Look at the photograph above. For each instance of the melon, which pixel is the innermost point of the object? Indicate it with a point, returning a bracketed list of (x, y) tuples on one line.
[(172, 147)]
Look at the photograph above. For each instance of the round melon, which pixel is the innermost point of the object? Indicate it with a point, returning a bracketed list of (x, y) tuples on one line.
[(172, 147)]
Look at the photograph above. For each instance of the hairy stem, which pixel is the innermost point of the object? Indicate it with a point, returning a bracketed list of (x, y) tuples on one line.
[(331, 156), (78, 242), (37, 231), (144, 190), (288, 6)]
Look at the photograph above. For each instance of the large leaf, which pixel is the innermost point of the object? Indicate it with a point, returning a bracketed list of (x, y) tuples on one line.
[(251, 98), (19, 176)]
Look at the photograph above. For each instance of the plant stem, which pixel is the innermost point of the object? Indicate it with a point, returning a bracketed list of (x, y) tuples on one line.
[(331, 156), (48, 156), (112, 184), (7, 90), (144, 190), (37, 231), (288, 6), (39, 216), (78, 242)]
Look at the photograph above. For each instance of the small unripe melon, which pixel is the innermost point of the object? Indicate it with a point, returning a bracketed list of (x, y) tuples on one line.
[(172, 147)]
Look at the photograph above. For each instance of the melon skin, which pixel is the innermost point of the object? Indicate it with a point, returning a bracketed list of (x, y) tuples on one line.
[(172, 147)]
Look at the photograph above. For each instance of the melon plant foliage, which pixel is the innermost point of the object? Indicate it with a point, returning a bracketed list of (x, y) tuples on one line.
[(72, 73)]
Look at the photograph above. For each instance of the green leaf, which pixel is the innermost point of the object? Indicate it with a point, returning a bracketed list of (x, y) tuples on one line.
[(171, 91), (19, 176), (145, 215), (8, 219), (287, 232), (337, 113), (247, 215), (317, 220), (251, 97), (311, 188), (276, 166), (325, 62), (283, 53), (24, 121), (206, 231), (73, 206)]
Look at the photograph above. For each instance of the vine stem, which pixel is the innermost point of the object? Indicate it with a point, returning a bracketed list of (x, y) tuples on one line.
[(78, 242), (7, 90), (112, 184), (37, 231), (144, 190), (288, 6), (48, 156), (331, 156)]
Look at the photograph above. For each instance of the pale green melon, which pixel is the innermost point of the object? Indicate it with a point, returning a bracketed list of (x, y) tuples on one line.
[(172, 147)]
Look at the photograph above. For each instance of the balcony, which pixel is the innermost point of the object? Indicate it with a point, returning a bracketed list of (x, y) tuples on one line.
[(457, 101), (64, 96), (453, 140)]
★ ★ ★ ★ ★ ★ ★
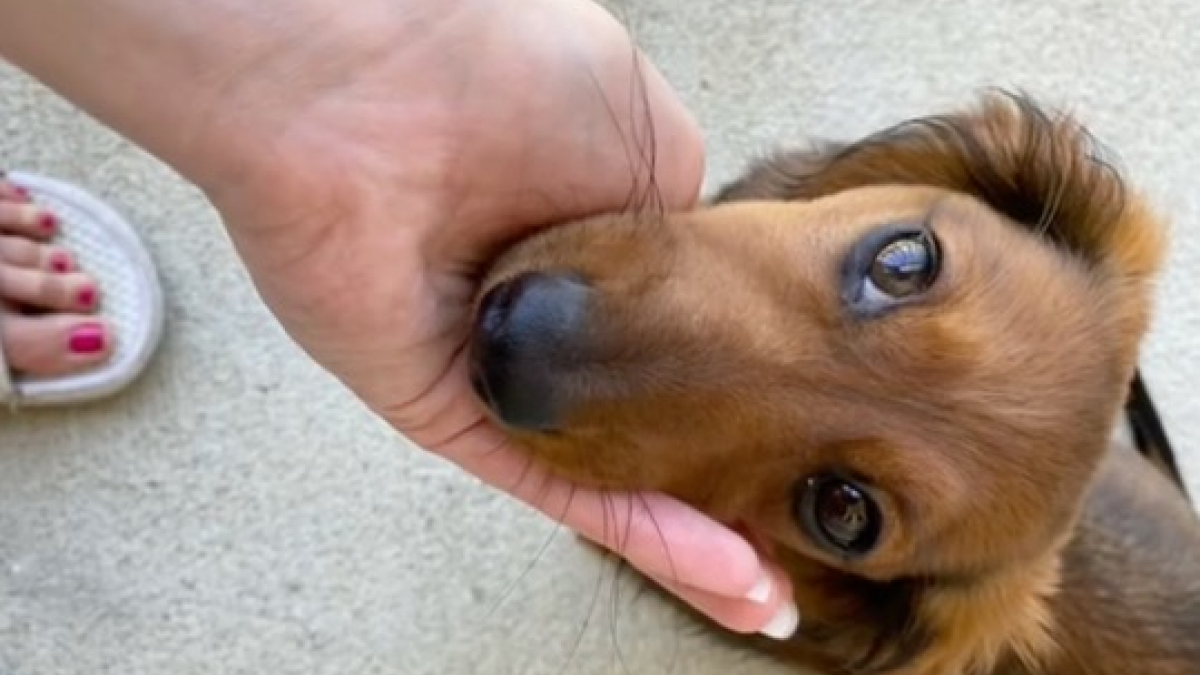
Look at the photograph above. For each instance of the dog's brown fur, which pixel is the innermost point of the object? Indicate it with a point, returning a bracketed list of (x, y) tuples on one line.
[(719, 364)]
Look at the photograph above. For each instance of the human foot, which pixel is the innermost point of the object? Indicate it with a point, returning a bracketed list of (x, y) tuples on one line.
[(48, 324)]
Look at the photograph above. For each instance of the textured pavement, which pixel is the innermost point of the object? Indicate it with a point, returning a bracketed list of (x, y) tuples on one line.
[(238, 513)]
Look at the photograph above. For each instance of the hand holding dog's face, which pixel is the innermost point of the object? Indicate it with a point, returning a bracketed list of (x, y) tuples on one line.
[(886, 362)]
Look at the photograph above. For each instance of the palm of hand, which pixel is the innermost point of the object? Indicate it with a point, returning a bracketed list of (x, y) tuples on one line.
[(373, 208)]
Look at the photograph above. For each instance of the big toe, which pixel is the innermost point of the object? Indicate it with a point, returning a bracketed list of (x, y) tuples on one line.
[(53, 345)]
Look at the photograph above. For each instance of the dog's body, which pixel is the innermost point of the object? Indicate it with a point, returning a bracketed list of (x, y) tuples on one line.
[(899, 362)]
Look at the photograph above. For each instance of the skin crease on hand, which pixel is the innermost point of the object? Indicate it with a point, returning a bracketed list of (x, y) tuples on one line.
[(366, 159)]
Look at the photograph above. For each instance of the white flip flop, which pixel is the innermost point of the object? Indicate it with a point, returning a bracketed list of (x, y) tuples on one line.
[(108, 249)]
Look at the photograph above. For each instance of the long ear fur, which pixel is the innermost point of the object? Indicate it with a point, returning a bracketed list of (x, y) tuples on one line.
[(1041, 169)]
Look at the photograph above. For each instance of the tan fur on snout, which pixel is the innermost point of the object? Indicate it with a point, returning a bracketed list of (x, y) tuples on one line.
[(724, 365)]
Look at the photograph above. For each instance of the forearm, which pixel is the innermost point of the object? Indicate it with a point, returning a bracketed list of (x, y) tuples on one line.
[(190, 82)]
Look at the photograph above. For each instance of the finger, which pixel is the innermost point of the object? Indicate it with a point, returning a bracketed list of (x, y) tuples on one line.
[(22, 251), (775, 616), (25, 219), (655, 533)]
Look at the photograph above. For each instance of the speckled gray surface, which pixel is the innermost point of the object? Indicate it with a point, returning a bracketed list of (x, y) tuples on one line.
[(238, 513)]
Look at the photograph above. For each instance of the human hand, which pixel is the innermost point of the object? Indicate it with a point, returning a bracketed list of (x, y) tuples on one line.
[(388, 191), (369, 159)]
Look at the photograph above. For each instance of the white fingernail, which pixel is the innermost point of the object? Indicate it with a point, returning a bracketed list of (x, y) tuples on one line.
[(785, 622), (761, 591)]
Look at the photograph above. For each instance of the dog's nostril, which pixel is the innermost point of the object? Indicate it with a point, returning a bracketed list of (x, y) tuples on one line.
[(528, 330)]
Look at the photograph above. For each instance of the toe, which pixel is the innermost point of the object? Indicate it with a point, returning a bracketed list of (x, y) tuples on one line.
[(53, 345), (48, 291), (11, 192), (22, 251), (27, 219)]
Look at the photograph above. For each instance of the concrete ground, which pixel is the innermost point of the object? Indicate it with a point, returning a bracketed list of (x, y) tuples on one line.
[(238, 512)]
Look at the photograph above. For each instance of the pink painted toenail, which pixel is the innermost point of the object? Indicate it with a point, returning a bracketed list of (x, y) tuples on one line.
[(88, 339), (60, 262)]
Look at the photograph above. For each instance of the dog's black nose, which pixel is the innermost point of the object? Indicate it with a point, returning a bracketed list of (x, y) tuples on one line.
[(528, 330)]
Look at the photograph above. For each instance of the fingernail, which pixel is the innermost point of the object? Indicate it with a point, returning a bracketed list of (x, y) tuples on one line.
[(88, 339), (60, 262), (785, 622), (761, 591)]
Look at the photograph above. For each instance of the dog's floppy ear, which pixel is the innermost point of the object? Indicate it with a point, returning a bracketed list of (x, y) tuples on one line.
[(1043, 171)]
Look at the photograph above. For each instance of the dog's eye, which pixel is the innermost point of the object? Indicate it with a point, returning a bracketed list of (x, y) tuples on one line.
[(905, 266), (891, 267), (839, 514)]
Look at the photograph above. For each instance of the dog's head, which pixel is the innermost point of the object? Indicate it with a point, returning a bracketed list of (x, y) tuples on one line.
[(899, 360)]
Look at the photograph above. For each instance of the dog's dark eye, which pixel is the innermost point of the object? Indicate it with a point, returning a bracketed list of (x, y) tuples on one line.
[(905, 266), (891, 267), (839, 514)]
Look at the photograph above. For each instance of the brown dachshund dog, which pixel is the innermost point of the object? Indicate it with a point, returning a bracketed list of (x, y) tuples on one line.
★ ★ ★ ★ ★ ★ ★
[Do this] Starting at the line that has "the melon, which" and ending after the line that has "[(331, 156), (78, 242), (37, 231), (144, 190), (288, 6)]", copy those lines over with every "innermost" changed to "most central" and nothing else altered.

[Final result]
Look at the photograph above. For each instance of the melon, which pixel is the most central point of the object? Indicate it with a point, returning a bracketed list of (x, y) tuples on one line.
[(172, 147)]
Look at the photograph above. For each instance of the round melon, which pixel is the most central point of the object? Indicate it with a point, returning a bracketed list of (x, y) tuples on one line.
[(172, 147)]
Look at the photograph above. For each instance of the hairy stem, which pixel is the most central point of the object? Indicate it with a point, returning a bracketed list of (x, y) tuples on one line.
[(331, 156), (78, 242), (37, 231), (144, 190), (288, 6)]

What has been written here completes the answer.